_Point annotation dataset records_

━━━━

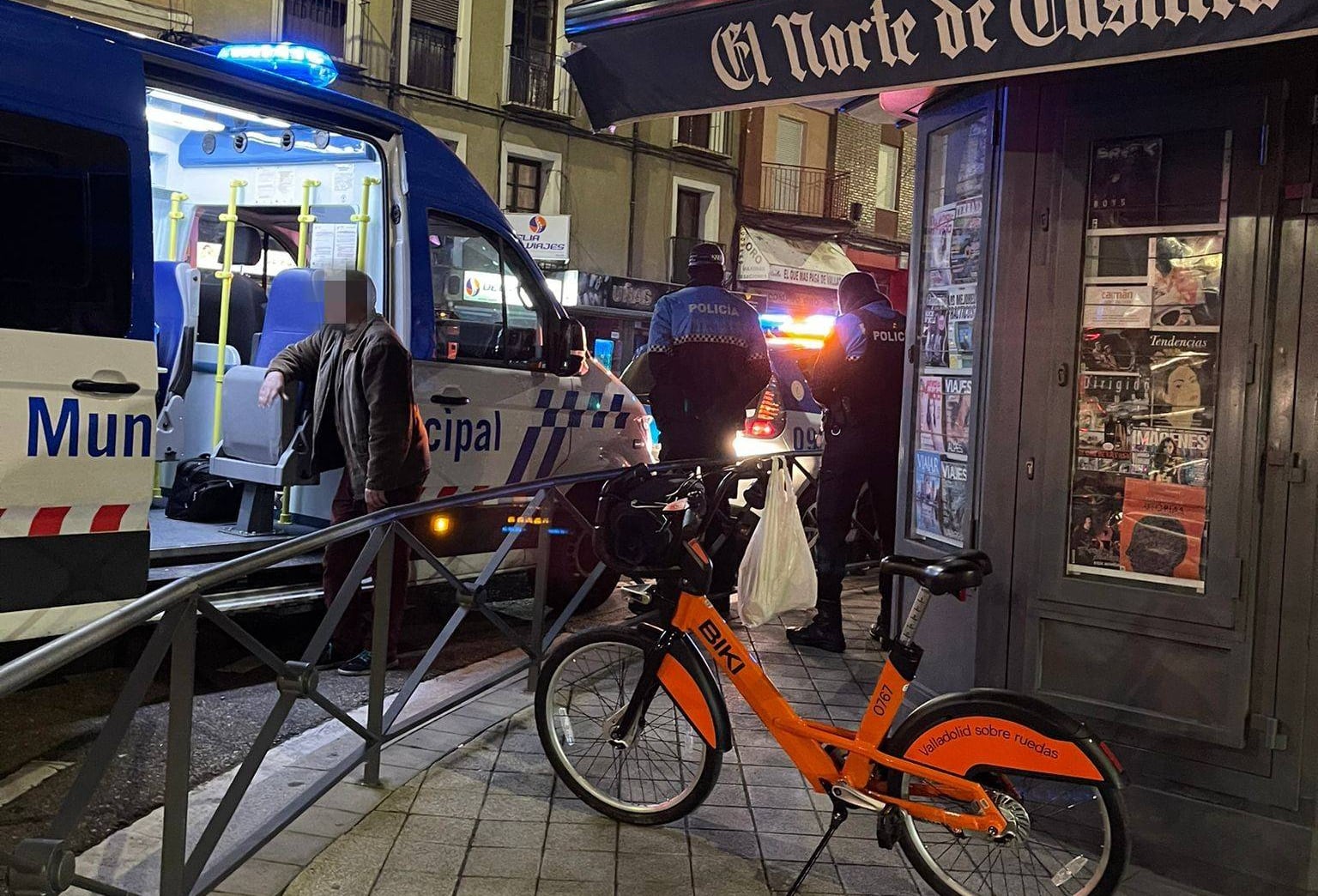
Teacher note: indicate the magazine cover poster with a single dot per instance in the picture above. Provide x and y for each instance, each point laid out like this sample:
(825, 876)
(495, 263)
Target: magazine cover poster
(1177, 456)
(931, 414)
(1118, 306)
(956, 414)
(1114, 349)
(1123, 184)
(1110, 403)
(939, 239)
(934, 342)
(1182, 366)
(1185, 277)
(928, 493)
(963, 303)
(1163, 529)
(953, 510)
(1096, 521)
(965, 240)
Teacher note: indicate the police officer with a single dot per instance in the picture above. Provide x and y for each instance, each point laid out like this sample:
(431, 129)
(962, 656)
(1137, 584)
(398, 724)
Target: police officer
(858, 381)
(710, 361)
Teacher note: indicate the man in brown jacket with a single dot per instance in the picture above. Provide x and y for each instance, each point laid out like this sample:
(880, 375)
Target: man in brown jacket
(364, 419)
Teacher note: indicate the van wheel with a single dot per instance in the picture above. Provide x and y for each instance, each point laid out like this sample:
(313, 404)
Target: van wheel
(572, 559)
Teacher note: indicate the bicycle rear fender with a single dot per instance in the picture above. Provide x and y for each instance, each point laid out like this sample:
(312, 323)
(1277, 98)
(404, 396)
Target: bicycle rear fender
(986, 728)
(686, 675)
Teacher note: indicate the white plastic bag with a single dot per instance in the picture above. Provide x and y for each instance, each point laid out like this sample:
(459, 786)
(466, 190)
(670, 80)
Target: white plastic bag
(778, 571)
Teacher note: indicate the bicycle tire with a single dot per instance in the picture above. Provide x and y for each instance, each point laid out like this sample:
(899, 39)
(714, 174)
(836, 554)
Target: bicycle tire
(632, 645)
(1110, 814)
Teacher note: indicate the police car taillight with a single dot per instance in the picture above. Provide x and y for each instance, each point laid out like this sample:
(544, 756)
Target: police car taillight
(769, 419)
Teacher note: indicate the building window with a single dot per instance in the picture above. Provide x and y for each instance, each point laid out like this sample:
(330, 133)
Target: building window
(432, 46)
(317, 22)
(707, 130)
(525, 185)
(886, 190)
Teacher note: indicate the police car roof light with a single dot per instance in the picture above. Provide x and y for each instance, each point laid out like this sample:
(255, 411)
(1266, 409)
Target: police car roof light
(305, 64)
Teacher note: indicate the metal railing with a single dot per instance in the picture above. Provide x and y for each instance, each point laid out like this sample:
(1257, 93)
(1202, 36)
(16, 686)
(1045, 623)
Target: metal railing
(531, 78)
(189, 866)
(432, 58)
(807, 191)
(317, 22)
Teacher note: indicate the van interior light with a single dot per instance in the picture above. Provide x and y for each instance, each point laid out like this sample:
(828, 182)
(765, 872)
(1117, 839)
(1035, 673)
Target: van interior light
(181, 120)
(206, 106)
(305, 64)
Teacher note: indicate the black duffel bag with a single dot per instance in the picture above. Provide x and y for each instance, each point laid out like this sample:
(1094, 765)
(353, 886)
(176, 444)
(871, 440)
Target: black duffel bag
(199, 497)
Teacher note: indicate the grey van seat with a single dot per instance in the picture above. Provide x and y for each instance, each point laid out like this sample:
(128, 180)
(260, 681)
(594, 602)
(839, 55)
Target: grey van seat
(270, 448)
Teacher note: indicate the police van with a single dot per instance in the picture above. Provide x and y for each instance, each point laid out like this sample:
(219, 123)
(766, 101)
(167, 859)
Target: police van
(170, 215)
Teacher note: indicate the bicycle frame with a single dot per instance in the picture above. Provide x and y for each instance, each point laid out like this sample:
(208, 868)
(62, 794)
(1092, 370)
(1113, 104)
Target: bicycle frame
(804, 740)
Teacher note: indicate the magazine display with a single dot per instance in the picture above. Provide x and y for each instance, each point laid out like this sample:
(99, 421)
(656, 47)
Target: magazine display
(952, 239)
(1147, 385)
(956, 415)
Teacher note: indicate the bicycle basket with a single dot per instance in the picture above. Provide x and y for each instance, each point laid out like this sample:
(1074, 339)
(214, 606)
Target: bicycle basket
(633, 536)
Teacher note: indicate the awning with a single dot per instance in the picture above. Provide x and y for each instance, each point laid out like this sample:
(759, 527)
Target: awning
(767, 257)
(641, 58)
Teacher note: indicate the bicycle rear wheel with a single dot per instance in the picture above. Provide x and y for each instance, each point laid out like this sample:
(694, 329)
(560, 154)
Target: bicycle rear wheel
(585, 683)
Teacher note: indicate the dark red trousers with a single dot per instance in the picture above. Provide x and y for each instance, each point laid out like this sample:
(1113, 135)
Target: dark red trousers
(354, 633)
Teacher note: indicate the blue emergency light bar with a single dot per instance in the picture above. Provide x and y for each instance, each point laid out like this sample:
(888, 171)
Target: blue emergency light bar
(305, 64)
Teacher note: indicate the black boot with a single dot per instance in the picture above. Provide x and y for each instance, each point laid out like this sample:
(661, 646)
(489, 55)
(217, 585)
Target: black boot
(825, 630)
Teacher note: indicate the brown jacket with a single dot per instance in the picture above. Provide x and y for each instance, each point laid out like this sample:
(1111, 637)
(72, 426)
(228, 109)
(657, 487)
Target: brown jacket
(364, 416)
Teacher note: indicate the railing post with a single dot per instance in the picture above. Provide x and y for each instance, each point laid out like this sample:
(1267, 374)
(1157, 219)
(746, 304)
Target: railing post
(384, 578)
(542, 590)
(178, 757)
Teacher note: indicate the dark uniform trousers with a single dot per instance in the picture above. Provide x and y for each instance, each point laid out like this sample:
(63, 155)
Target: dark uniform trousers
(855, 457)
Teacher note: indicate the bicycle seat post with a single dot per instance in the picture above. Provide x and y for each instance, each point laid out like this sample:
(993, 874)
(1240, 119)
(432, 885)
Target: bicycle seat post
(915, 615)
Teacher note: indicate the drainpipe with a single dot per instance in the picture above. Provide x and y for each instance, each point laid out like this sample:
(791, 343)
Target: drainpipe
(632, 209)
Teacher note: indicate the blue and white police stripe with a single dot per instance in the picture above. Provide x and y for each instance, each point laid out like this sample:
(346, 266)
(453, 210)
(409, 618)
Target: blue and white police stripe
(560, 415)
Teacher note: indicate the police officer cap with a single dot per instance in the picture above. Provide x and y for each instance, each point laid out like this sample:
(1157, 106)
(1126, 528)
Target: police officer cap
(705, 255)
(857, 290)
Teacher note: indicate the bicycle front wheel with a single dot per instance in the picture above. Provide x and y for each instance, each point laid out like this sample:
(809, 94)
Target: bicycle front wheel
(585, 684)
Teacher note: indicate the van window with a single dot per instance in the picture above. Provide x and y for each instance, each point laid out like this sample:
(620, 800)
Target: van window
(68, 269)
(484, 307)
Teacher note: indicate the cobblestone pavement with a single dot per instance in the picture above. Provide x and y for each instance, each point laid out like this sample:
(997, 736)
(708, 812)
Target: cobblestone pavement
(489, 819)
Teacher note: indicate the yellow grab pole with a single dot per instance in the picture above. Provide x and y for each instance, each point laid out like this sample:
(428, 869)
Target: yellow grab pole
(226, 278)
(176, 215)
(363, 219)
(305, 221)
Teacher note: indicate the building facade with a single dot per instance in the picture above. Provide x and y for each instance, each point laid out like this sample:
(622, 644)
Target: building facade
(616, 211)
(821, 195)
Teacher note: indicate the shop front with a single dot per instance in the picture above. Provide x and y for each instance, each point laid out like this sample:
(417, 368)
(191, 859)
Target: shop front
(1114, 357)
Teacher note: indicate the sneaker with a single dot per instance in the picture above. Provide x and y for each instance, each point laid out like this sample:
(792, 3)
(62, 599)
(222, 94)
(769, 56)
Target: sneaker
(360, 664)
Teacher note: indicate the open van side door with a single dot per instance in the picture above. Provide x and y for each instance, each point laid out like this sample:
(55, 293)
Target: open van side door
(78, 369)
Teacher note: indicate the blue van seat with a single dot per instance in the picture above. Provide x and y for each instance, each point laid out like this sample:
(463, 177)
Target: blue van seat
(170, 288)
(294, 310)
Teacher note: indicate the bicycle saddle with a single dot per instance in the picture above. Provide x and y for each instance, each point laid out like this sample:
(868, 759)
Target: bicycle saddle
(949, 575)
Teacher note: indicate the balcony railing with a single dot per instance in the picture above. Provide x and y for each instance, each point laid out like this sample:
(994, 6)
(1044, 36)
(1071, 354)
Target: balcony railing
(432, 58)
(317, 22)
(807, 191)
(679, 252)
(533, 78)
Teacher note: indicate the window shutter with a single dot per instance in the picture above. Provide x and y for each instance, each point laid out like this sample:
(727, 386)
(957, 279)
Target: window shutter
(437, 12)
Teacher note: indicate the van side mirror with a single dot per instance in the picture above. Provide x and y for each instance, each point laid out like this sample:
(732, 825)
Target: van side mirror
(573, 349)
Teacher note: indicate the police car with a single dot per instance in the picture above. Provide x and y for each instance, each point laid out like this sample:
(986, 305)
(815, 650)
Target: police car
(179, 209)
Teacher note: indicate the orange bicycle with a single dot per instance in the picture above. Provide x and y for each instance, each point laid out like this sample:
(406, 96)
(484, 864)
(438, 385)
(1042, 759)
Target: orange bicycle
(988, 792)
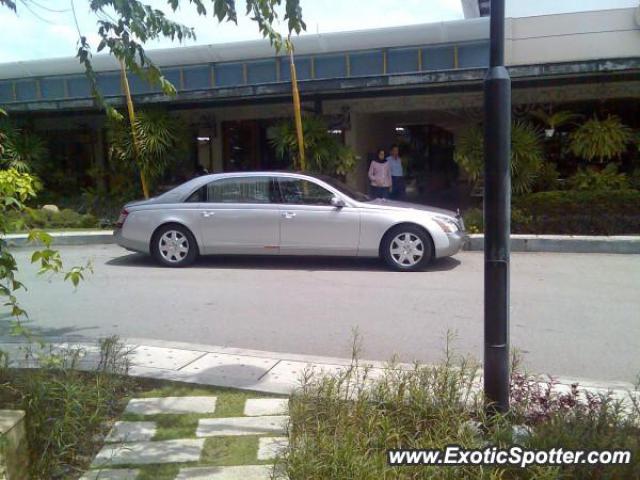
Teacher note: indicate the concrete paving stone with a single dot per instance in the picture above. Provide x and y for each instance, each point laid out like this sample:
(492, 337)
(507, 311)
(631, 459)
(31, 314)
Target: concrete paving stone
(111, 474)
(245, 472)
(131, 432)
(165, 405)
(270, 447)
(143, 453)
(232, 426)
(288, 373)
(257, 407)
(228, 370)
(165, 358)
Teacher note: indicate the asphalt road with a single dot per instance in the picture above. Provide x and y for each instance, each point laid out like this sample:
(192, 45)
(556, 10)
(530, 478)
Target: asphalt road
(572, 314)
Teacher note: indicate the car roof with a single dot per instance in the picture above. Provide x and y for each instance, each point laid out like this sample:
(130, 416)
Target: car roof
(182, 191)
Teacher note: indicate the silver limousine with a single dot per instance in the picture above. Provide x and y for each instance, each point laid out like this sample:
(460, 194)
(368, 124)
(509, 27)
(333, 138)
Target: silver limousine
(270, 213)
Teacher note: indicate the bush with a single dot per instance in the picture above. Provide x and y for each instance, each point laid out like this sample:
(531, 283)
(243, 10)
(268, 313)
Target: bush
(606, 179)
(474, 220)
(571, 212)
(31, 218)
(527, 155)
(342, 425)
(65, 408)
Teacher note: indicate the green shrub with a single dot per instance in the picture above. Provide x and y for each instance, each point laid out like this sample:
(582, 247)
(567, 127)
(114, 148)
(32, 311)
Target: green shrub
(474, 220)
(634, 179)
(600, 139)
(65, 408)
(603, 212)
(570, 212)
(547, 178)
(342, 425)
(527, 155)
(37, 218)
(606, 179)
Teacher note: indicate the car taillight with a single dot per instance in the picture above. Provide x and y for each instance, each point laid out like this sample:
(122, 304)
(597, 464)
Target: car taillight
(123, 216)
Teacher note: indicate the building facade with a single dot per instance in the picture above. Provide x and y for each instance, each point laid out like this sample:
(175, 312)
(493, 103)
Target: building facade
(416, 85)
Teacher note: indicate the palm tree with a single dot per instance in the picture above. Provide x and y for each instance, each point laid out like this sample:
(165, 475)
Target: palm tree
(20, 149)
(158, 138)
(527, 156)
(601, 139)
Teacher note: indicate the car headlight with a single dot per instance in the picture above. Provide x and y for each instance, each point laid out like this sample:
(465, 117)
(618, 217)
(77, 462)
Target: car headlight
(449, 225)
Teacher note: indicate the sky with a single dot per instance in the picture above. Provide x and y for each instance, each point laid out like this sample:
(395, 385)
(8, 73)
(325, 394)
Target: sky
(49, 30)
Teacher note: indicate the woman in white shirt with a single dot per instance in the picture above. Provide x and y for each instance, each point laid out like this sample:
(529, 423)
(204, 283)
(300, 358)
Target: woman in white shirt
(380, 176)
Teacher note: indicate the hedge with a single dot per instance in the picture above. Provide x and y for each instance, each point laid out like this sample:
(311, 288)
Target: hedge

━━━━

_Task objective_
Copy exactly the lines above, from the one containing "Teacher note: indicate the palm" through the very last line.

_Written solution_
Teacher note: indicate the palm tree with a single dot per instance in the picture above. Provide x and y for each instance, each point laid out like this sample:
(165, 475)
Target: palm tree
(20, 149)
(158, 138)
(527, 156)
(601, 139)
Teacher note: indicate the car headlight with a single dot per instance in the picture above. Provide x and y for each instance, each point laid out like this sample:
(465, 117)
(618, 217)
(77, 462)
Target: car headlight
(449, 225)
Teacher note: indicate the sky with a single dot per instance in the picture above. Provide x and y for each instance, each point laid out like this sample:
(395, 385)
(8, 73)
(325, 394)
Target: sky
(49, 30)
Teacher note: indicate the woman in white shirt with a single dot per instance in the picture above. Provide x and y for each instance, each point laid out like this sample:
(529, 423)
(204, 283)
(300, 358)
Target: woman in white shirt
(380, 176)
Teacher note: indicate the hedge with a single dot per instance in the picture above. Provide x and y for each instance, each point laid out like this sample:
(311, 288)
Target: hedge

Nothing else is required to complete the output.